- [Text passage]:

Ronald Campbell Gunn, FRS, (4 April 1808 – 13 March 1881) was a South African-born Australian botanist and politician.

Early life
Gunn was born at Cape Town, Cape Colony, (now South Africa), the son of William Gunn, lieutenant in the 72nd Regiment, and his wife Margaret, née Wilson. Gunn accompanied his father to Mauritius, the West Indies, and Scotland where he was educated. Gunn was given an appointment in the Royal Engineers at Barbados, but left there in 1829 to go to Van Diemen's Land (now Tasmania), where he obtained the position of superintendent of convict barracks at Hobart Town.

Career
In 1830 Gunn became superintendent of convicts for North Tasmania at Launceston. In 1831 Gunn became acquainted with an early Tasmanian botanist, Robert William Lawrence (1807–1833), who encouraged his interest in botany and placed him in touch with Sir William Jackson Hooker and Dr Lindley, with whom he corresponded for many years. In 1836 Gunn was appointed police magistrate at Circular Head. From there he visited Port Phillip and Western Port and also traveled much in Tasmania. He became assistant police magistrate at Hobart Town in 1838, and in 1839 private secretary to Sir John Franklin and clerk of the executive and legislative councils. In 1841 he gave up these appointments to take charge of the estates of William Effingham Lawrence, and spent much time investigating the flora of Tasmania. But his interests were not confined to botany; he became a general scientist and made collections of mammals, birds, reptiles and mollusca, for the British Museum.

Taking up the study of geology, Gunn was employed by the government to report on mining fields, and also on the general resources of the colony. In 1864 Gunn was one of the three Australian commissioners tasked by the Government of New Zealand with choosing a new capital for that country. Together with Francis Murphy (Victoria) and Joseph Docker (New South Wales), he recommended for the capital to move from Auckland to Wellington. Subsequently, he became recorder of titles at Launceston, holding this position until 1876 when he retired owing to ill health. Gunn died at Newstead, near Launceston, after a long illness, on 13 March 1881. He became a fellow of the Linnean Society in 1850, and was elected a fellow of the Royal Society, London, in 1854.

- [Collected data]:
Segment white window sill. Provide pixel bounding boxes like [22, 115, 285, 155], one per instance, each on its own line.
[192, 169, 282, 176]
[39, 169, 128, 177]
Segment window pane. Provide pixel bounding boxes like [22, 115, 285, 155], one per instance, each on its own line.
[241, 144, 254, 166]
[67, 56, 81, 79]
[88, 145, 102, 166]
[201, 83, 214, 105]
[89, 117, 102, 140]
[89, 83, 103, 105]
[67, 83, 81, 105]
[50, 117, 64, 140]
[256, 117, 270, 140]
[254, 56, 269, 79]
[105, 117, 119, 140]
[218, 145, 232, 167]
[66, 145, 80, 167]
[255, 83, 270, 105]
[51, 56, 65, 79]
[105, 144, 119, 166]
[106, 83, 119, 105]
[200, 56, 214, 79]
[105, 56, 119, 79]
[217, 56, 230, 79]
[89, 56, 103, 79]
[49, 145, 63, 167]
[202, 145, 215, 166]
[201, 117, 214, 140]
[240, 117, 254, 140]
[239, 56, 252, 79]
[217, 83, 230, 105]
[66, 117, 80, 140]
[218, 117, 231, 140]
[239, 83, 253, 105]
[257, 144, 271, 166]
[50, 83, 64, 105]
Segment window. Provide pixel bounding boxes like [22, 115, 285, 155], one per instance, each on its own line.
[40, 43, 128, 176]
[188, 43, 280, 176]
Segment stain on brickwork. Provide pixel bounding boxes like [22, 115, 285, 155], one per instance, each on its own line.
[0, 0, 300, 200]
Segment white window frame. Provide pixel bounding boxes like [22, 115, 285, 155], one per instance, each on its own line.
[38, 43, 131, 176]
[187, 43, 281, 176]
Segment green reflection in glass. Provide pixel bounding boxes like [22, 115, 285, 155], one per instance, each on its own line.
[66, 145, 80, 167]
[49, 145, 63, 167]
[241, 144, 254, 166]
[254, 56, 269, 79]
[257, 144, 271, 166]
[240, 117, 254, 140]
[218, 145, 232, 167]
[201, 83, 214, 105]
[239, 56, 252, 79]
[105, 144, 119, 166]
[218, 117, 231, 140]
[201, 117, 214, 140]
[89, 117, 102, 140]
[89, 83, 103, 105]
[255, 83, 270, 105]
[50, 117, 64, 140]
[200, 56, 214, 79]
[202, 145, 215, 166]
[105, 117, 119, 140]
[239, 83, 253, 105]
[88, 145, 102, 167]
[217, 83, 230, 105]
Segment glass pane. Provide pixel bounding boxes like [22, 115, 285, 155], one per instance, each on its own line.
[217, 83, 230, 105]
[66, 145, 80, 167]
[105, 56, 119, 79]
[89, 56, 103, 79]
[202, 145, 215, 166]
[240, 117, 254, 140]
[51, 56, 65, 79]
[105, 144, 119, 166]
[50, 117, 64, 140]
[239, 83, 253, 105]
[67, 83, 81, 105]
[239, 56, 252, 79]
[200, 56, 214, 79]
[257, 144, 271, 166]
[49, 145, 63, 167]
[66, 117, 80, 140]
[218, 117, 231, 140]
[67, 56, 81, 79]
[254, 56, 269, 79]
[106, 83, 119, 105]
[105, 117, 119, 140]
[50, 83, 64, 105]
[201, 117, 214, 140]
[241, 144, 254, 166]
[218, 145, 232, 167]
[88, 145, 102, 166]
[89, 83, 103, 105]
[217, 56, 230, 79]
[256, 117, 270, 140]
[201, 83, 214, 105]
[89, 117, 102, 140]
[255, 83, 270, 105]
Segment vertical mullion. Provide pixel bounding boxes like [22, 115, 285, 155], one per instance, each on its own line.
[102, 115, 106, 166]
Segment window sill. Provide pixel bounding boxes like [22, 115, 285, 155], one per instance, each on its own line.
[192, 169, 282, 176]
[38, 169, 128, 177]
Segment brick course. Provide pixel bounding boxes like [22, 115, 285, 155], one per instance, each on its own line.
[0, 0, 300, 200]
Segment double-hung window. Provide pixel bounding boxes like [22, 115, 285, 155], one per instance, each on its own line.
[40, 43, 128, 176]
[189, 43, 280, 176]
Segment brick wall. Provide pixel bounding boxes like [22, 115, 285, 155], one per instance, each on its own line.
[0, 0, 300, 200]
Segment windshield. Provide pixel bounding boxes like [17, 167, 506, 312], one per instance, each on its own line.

- [Exercise A]: According to the biography of Ronald Campbell Gunn, which city did he and the other two commissioners recommend as New Zealand's new capital?
- [Exercise B]: Write the next part of the Ronald Campbell Gunn biography, starting after its final sentence.

- [Right answer A]: Wellington, moving the capital from Auckland.

- [Right answer B]:
Gunn was a first-rate botanist and general scientist. Sir Joseph Dalton Hooker, who dedicated his Flora Tasmaniae to Gunn, and another Tasmanian botanist, William Archer (1820–74), speaking of Gunn in his Introductory Essay said: ‘There are few Tasmanian plants that Mr Gunn has not seen alive, noted their habits in a living state, and collected large suites of specimens with singular tact and judgment. These have all been transmitted to England . . . accompanied with notes that display remarkable powers of observation, and a facility for seizing important characters in the physiognomy of plants, such as few experienced botanists possess’.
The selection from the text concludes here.